Data under study:
*** Begin section ***

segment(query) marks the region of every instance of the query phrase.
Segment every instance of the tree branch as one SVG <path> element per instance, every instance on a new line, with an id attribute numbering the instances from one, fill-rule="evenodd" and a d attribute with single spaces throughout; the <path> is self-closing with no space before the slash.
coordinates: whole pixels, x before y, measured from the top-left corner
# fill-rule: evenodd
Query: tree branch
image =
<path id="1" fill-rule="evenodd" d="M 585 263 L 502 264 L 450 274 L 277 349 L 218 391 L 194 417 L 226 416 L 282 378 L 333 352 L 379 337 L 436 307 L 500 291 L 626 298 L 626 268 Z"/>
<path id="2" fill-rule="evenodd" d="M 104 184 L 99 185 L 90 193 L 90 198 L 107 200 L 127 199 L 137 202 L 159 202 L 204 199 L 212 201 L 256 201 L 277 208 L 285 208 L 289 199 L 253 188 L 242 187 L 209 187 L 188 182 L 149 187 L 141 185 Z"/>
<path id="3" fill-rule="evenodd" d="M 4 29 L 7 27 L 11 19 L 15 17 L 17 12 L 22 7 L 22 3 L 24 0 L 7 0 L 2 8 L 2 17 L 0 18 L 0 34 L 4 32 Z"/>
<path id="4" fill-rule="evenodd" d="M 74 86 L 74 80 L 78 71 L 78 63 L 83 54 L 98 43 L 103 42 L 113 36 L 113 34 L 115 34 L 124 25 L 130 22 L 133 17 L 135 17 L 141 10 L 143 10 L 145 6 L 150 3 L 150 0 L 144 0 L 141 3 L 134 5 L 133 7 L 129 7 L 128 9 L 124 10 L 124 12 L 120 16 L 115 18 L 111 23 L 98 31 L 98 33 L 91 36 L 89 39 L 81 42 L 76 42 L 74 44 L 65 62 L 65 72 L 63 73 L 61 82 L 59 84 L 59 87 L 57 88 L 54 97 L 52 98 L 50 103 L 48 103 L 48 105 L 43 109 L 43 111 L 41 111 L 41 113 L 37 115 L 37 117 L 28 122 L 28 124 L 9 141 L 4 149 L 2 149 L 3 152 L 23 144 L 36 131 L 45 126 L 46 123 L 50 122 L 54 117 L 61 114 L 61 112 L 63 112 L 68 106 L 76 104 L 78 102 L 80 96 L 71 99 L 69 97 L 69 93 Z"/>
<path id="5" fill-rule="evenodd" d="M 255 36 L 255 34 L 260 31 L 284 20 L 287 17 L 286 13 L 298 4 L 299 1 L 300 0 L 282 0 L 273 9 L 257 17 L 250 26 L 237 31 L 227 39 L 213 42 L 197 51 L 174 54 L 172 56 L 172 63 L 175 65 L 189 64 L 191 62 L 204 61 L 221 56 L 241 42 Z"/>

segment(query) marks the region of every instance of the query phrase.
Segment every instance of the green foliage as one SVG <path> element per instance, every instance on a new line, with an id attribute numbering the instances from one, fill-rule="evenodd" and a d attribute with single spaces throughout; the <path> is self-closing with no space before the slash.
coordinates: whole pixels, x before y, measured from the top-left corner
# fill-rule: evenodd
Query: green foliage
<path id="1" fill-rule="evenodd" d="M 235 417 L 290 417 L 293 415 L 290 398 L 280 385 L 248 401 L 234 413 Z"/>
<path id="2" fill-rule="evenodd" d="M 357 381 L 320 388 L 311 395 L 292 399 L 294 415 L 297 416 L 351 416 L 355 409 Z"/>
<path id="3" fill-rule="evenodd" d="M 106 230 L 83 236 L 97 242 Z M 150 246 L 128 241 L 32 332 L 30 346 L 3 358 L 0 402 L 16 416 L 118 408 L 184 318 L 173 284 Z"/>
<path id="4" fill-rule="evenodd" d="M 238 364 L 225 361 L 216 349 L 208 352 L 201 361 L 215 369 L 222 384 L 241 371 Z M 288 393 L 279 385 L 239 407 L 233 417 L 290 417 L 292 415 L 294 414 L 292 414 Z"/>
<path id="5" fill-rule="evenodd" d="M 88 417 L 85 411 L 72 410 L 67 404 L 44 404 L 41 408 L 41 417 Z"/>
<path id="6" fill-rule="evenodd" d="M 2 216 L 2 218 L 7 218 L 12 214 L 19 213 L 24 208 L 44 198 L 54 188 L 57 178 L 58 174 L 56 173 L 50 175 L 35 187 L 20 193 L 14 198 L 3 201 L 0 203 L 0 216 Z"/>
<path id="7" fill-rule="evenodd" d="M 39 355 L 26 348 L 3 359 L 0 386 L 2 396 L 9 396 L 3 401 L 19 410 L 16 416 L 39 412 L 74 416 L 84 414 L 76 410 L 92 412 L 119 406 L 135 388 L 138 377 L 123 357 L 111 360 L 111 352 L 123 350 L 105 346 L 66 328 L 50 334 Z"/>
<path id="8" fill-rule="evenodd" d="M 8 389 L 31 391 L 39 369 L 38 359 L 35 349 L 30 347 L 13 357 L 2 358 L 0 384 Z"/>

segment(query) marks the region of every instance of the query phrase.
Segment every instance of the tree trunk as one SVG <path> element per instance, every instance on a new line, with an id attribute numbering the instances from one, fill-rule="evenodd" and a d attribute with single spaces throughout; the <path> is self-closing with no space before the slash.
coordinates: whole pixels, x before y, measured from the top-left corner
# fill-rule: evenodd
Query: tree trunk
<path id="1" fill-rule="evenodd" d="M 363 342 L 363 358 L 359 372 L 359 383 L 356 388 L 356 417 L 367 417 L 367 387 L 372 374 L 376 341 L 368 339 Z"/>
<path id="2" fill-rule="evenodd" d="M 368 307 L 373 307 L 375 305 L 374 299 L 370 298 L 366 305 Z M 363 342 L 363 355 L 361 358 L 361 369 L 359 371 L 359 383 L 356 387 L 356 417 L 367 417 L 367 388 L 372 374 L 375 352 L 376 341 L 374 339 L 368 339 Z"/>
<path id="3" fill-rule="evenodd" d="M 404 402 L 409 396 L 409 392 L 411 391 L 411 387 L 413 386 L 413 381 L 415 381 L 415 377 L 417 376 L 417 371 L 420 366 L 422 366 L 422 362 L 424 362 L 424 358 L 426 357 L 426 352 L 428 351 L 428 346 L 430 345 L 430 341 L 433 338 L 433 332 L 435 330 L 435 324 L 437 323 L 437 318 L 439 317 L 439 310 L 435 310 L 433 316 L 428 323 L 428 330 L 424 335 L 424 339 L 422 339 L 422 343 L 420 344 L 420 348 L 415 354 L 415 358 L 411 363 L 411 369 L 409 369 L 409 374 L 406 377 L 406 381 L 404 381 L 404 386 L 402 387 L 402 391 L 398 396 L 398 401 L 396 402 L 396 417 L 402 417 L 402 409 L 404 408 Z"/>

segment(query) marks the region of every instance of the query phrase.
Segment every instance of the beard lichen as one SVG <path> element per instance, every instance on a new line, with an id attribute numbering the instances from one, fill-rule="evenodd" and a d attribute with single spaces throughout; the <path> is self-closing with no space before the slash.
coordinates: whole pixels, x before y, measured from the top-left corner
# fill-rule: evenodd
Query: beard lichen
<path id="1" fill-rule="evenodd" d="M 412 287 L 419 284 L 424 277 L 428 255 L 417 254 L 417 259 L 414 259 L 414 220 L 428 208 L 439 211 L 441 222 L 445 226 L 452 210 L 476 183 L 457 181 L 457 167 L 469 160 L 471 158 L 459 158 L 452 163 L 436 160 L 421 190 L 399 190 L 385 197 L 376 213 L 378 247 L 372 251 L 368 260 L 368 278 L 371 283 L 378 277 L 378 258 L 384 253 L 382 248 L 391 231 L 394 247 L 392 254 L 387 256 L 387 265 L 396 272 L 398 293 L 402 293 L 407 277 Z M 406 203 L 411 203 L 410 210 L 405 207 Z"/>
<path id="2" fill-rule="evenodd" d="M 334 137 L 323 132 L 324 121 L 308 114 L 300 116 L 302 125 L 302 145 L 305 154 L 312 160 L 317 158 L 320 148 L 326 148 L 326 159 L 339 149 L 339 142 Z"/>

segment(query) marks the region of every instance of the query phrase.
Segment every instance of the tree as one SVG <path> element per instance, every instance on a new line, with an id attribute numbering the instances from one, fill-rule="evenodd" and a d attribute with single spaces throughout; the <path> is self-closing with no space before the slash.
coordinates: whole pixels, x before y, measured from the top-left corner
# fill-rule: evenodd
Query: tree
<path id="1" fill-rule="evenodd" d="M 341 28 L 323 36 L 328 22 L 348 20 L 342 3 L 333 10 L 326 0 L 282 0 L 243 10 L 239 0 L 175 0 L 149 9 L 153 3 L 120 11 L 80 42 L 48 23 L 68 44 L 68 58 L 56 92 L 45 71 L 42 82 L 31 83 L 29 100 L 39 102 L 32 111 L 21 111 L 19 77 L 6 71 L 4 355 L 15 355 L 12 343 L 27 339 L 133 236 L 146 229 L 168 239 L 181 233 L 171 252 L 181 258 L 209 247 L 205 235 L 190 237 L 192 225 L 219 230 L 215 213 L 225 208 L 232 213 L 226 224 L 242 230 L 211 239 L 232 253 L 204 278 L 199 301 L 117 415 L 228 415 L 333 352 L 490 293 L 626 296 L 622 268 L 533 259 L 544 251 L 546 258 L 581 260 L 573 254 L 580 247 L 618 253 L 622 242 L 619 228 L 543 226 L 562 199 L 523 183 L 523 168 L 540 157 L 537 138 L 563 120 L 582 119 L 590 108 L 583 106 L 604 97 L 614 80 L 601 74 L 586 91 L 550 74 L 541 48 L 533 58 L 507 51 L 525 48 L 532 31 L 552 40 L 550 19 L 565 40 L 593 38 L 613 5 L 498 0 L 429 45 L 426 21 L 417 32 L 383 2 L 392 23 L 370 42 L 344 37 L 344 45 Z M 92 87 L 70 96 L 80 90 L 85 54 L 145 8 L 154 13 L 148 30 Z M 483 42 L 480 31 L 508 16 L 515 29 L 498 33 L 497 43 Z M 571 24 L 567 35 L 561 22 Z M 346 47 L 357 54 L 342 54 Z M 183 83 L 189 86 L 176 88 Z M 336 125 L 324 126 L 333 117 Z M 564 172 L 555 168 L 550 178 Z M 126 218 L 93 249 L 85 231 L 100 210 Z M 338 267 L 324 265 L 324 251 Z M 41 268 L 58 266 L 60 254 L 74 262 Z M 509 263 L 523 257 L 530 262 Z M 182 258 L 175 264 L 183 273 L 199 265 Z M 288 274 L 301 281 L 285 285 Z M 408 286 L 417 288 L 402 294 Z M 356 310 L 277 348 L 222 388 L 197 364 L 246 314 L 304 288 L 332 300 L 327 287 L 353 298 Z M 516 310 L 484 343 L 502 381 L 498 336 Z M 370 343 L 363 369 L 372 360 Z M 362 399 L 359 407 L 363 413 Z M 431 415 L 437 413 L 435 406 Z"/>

*** End section ***

Work item: Please give back only the lines between the first line of the entries and the line with "Segment every instance of the tree branch", both ends included, word for word.

Exercise solution:
segment(query) marks the region of every instance of the query phrase.
Segment every instance of the tree branch as one SVG <path> element per instance, every instance on a new line, with an id attribute numbering the instances from one, fill-rule="evenodd" and a d attribute with single spaces throughout; the <path> is self-closing with no space before the slash.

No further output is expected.